++++ MATERIAL SHOWN ++++
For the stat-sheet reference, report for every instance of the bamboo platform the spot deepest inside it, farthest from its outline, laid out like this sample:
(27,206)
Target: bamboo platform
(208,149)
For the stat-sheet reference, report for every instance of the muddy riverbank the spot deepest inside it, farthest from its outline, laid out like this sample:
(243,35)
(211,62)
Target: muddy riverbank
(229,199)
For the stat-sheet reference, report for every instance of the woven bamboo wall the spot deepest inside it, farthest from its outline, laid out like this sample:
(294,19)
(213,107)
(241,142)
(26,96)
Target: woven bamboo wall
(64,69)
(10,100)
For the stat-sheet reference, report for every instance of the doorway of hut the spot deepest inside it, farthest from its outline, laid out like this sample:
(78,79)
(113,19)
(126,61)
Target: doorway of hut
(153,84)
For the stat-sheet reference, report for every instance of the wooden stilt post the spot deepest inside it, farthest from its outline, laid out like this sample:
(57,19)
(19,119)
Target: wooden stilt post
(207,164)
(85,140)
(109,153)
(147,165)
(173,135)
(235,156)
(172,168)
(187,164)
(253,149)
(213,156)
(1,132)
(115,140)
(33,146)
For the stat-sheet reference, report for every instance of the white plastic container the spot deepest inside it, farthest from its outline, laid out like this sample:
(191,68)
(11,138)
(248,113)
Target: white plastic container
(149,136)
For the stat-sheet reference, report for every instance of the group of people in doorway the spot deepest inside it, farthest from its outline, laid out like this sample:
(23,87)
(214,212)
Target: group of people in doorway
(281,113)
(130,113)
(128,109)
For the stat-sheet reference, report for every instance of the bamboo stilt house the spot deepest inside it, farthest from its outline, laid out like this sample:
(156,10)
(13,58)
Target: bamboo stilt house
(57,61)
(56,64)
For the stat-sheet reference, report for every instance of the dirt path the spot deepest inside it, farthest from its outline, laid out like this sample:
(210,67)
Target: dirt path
++++
**TASK**
Arrange the records above as a Markdown table with two columns, Row and Record line, putting each line in its own row, numbering the rows in order, and leaving out any blank lines.

**EXPECTED ANSWER**
| Row | Record line |
|---|---|
| 1 | For the stat-sheet reference, report for every instance of the bamboo platform the spot deepest inside it, farthest from its outline, laid out like this sample: |
| 2 | (27,206) |
| 3 | Target: bamboo platform |
| 4 | (208,149) |
| 5 | For the stat-sheet reference, report for every instance of the muddy riverbank the spot deepest inside it, farthest from its outline, laid out like this sample: |
| 6 | (243,35) |
| 7 | (211,62) |
| 8 | Target: muddy riverbank |
| 9 | (229,199) |
| 10 | For the stat-sheet reference, report for every instance of the woven bamboo wall the spot deepest inside it, farthest from its outline, laid out like this sample: |
| 11 | (294,19) |
| 12 | (213,107) |
| 13 | (241,142) |
| 14 | (26,96) |
| 15 | Target: woven bamboo wall |
| 16 | (64,69) |
| 17 | (10,100) |
| 18 | For the stat-sheet reference, report for every instance of the doorway of hut the spot deepest inside it, farthest from its outline, laid out like this sample: |
| 19 | (78,79) |
| 20 | (113,19) |
| 21 | (126,61) |
| 22 | Target: doorway of hut |
| 23 | (153,84) |
| 24 | For the stat-sheet reference, report for every instance of the wooden stilt post the spot deepest inside it, farthest from its outline, laid out like this sample: |
| 25 | (57,19) |
| 26 | (19,119) |
| 27 | Target: wooden stilt post |
| 28 | (207,164) |
| 29 | (85,140) |
| 30 | (109,153) |
| 31 | (147,165) |
| 32 | (173,135) |
| 33 | (235,156) |
| 34 | (172,168) |
| 35 | (187,164) |
| 36 | (253,149) |
| 37 | (213,156) |
| 38 | (1,132) |
| 39 | (115,140) |
| 40 | (33,146) |
| 41 | For the stat-sheet reference, report for every instance of the white plastic container the spot deepest inside it, farthest from its outline, laid out like this sample: |
| 42 | (191,68) |
| 43 | (11,138) |
| 44 | (248,113) |
| 45 | Target: white plastic container |
| 46 | (149,136) |
| 47 | For the stat-sheet reference, report for every instance of the group of people in doorway the spot deepest inside it, farthest from its outline, laid out like this sample: |
| 48 | (23,87) |
| 49 | (214,212) |
| 50 | Target: group of people in doorway |
| 51 | (281,113) |
| 52 | (130,113) |
| 53 | (128,109) |
| 54 | For the stat-sheet reference, report for every instance of the bamboo stilt house the spot deepest inside it, farthest from its outline, laid out like this sample: |
| 55 | (156,10) |
| 56 | (13,58) |
| 57 | Target: bamboo stilt house |
| 58 | (57,61) |
| 59 | (56,64) |
| 60 | For the stat-sheet reference, report for every instance of the dirt path the spot deepest inside it, farthest from its outline, laid out like this sample: |
| 61 | (210,67) |
| 62 | Target: dirt path |